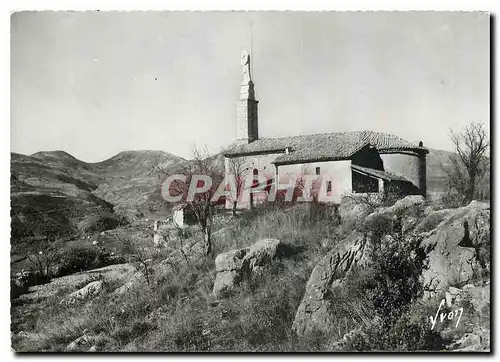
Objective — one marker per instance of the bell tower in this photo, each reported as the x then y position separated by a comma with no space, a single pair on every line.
247,115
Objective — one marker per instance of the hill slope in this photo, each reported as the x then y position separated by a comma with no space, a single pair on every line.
52,191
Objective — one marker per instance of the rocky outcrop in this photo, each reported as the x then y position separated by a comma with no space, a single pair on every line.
89,291
235,265
313,312
454,255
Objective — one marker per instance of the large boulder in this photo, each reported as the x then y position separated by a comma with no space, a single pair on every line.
453,264
313,312
235,265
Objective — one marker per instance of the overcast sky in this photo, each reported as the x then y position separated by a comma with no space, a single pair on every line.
97,83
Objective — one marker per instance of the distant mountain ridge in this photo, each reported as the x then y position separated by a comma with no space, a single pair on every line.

○ ○ ○ ○ ○ ○ ○

◆ **The task**
Please write out the whole listing above line for line, adding -36 to every x and y coordinate and leaving out the pictures.

◆ **Exercise output**
Objective — one marker per instance of the bell tower in this photo, each reported as the x then y position separated by a comma with no space, a single pair on every line.
211,79
Objective — one marker per instance of the hill slope in this photo, each reported as the x then y position separated by a comma with no space, a single pair on every line.
16,155
Objective — one marker per instance of the rocky outcrop in this photo, each reported as the x then y position separated by a comma with no space, a single pair on every line.
53,255
199,229
277,276
418,219
Objective — one marker per instance of the large boulder in this photo, each reported as the x then y position separated by a comma with no space, a single pair on every line.
417,228
277,276
199,229
Objective — one marker per instance of the overcast sky in this photo, each reported as the x then y position separated by a comma with no space, a single pair on every line.
61,47
Objective — one marker per instance of the distant mountain ridge in this photo, each reported as the x then y position separated by a comma with no space, a single pair on every line.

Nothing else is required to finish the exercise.